WHAT YOU ARE ASKED TO DO -
Copy out the stretch of the records below, from the line containing "Q: For each instance of the black" through the end of the records, with both ends included and the lines unchanged.

Data drawn from a collection
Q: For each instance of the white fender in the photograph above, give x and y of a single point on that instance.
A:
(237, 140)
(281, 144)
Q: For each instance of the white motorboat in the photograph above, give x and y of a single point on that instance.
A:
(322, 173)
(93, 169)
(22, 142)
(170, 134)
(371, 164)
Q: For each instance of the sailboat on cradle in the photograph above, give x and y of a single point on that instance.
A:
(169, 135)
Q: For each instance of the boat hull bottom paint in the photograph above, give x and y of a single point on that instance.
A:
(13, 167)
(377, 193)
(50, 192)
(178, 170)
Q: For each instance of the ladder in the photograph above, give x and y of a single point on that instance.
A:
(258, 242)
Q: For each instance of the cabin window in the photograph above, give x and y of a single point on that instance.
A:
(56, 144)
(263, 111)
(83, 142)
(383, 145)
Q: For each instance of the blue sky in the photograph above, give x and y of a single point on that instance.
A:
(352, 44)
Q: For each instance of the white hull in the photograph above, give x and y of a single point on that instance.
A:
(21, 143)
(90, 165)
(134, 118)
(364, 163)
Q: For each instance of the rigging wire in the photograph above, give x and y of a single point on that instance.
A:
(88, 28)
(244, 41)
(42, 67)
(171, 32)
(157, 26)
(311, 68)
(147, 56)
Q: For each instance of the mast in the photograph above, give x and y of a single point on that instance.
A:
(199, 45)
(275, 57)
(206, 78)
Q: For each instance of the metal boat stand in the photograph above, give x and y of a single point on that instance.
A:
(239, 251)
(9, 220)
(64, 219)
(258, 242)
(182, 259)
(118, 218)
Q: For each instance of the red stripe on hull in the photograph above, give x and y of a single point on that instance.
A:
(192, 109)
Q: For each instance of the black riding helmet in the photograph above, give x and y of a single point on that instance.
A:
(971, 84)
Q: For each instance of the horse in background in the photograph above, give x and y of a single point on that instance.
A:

TASK OUTPUT -
Q: For each instance of the black riding helmet in the photograph above, give x and y of a single point on that instance.
A:
(971, 84)
Q: For each instance of the horse in background in the photograph above, give x and y of a single point on that instance.
A:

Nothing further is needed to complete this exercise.